O que fazer
a - Reproduza a resenha do documentário em todo o trecho de "O documentário possui" até "de forma coesa.", trocando "infectologista" por "médico".
b - Por favor, dê sequência à resenha do documentário a partir do ponto em que ela termina.

Texto
Carta para Além dos Muros

Por Ana Maria Queiroz

Carta para Além dos Muros (André Canto, 2019) é um documentário que faz um panorama cronológico e extenso sobre a AIDS e o HIV no Brasil. É muito importante termos acesso a um documentário como este, já que precisamos ter mais discernimento sobre temas de grande relevância humanitária.

O documentário possui uma grande variedade de fontes, abarcando aproximadamente 30 vozes que conhecem a AIDS de maneiras diferentes, tendo como as principais as de Drauzio Varella, do infectologista Ricardo Tapajós, de Lucinha Araújo – mãe do cantor Cazuza, morto pela doença em 1990 – e da primeira profissional da saúde a diagnosticar a AIDS no Brasil, a dermatologista Valéria Petri. O filme nos passa muita informação, mas que são totalmente administradas de forma coesa.

Segundo os depoimentos, o surto de casos da doença ocorreu nos anos de 1980 e 1990. Aos poucos vamos entendendo que o verdadeiro intuito narrativo do documentário é mostrar o estigma e o preconceito que vêm acompanhando a enfermidade desde o início, especialmente por ser vinculada, de forma pejorativa, aos homossexuais e às prostitutas, principais alvos dos olhares depreciativos.  

Carta para Além dos Muros traça uma linha temporal. Para além das entrevistas, também acompanhamos a história de um personagem anônimo que descobriu ser portador do vírus do HIV e que tenta lidar com suas questões internas. O personagem, que tem o nome fictício Caio, possui um discurso que reflete o medo e o preconceito que existem há décadas. Essa estratégia ressalta a potência do documentário, junto com os trabalhos de cenografia e fotografia: o cenário é uma casa de portas abertas com vistas para a cidade, um lugar seguro para que as fontes se sintam à vontade para falar sobre a AIDS.

Extrato de dados
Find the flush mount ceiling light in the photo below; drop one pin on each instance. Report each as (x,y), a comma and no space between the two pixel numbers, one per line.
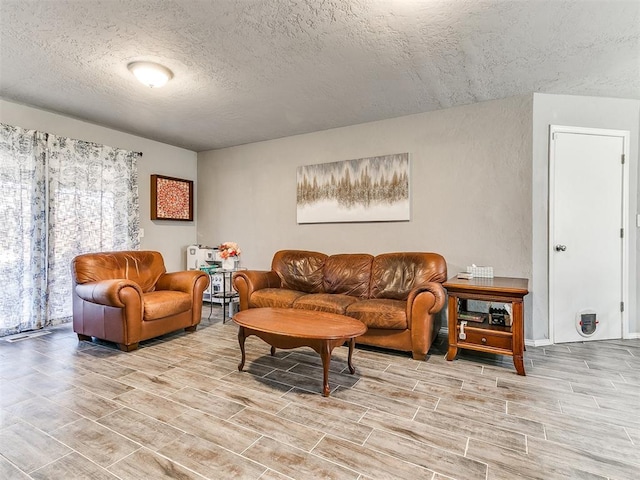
(150,74)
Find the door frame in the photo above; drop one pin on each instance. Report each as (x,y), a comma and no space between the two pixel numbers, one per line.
(625,135)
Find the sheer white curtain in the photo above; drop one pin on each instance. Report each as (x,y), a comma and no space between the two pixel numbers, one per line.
(61,197)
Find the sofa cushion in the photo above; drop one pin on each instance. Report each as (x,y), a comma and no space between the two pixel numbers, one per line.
(141,267)
(394,275)
(348,274)
(299,270)
(163,303)
(325,302)
(274,297)
(380,313)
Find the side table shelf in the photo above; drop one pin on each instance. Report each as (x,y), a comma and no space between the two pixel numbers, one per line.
(482,336)
(224,295)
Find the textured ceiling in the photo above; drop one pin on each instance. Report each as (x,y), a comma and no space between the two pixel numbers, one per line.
(250,70)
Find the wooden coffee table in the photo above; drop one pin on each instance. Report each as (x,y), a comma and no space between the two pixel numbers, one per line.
(293,328)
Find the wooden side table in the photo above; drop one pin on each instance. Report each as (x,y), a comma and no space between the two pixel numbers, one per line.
(485,337)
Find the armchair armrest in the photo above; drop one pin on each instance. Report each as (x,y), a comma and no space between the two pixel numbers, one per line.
(436,289)
(111,293)
(248,281)
(183,281)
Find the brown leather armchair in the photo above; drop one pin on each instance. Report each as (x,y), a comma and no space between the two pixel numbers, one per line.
(126,297)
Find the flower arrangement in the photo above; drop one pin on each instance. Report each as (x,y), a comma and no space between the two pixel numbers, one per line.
(229,249)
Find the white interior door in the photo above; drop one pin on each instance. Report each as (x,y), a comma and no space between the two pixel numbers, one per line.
(585,234)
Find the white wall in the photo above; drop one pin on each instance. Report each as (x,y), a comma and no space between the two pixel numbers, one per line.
(470,189)
(169,238)
(577,111)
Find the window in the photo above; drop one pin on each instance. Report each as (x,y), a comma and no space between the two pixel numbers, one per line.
(61,197)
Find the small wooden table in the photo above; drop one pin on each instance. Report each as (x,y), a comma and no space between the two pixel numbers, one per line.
(293,328)
(484,337)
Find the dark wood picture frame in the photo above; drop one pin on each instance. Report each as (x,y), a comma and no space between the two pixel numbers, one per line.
(171,198)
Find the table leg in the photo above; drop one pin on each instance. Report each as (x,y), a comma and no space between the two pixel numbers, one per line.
(352,343)
(518,362)
(453,325)
(224,297)
(241,337)
(325,354)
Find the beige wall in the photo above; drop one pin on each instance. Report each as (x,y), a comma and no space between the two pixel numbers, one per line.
(169,238)
(470,189)
(590,112)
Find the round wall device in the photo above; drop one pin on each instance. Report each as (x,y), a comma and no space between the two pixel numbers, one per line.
(587,322)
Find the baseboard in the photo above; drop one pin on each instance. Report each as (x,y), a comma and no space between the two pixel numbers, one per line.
(18,337)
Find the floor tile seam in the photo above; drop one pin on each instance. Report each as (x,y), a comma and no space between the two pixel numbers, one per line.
(598,423)
(588,466)
(97,420)
(437,430)
(25,471)
(222,447)
(71,453)
(430,469)
(435,398)
(263,434)
(475,395)
(630,438)
(140,445)
(154,452)
(318,455)
(471,433)
(504,416)
(551,397)
(529,400)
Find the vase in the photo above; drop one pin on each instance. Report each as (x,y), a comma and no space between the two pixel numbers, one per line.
(230,263)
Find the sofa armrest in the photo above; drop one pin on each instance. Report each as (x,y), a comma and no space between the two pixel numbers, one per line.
(111,293)
(248,281)
(436,289)
(184,281)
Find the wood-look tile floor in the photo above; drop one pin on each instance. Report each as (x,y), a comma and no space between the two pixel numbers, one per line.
(178,408)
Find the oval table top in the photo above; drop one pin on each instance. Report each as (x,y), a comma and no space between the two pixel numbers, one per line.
(294,322)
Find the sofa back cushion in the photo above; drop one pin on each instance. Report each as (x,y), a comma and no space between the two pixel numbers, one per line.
(348,274)
(394,275)
(300,270)
(141,267)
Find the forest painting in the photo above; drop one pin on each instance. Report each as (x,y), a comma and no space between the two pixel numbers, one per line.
(374,189)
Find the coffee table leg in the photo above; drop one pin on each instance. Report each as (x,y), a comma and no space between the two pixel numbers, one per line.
(352,343)
(325,354)
(241,337)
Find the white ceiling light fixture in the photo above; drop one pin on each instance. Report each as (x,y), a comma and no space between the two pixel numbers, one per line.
(150,74)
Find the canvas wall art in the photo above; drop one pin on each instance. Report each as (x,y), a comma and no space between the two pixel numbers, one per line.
(171,198)
(373,189)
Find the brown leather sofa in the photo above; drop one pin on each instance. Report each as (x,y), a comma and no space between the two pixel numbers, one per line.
(126,297)
(396,295)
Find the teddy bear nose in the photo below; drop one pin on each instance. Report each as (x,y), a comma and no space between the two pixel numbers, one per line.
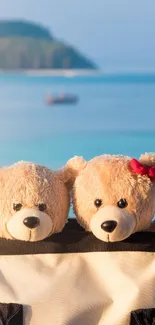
(31,222)
(109,226)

Respostas por item
a -
O documentário possui uma grande variedade de fontes, abarcando aproximadamente 30 vozes que conhecem a AIDS de maneiras diferentes, tendo como as principais as de Drauzio Varella, do médico Ricardo Tapajós, de Lucinha Araújo – mãe do cantor Cazuza, morto pela doença em 1990 – e da primeira profissional da saúde a diagnosticar a AIDS no Brasil, a dermatologista Valéria Petri. O filme nos passa muita informação, mas que são totalmente administradas de forma coesa.

b -
Imagem: Agência AIDS

O documentário se empenha em oferecer outras discursividades sobre a Aids. Quando se fala de Cazuza, por exemplo, é bem colocado no longa-metragem que ele foi muito mais do que uma vítima da doença; foi o porta-voz de uma geração, abordando-se, assim, outras facetas do cantor. Outro ponto alto do filme são os depoimentos do sociólogo e ativista do combate ao HIV Herbert Souza que, apesar de ser um dos entrevistados chave do documentário, é apresentado um pouco rápido demais, mesmo trazendo importantes pesquisas e dados sobre casos.

Caio Fernando de Abreu, que também foi vítima do HIV, esteve presente de forma poética. O título do filme é considerado uma extensão  do seu livro Cartas. A personagem fictícia do documentário, inclusive, leva seu nome. A obra também passa pela descoberta do diagnóstico. Os momentos mais singelos do documentário refletem o seu encontro com a melancolia, motivada pelo fato de que muitas pessoas ainda sofrem com o preconceito da infecção e com o tratamento da doença. Os depoimentos que cercam os anos mais recentes se defrontam com a medicina avançada, mas pouco acessível, mostrando que ainda há uma epidemia de Aids no Brasil entre as populações de alto risco devido algumas questões estruturais que as privam do direito à saúde. O documentário nos mostra que precisamos falar mais sobre o assunto, evidenciando que é um ótimo início para despertar os interesses da sociedade.

O documentário está disponível na plataforma de streaming Netflix.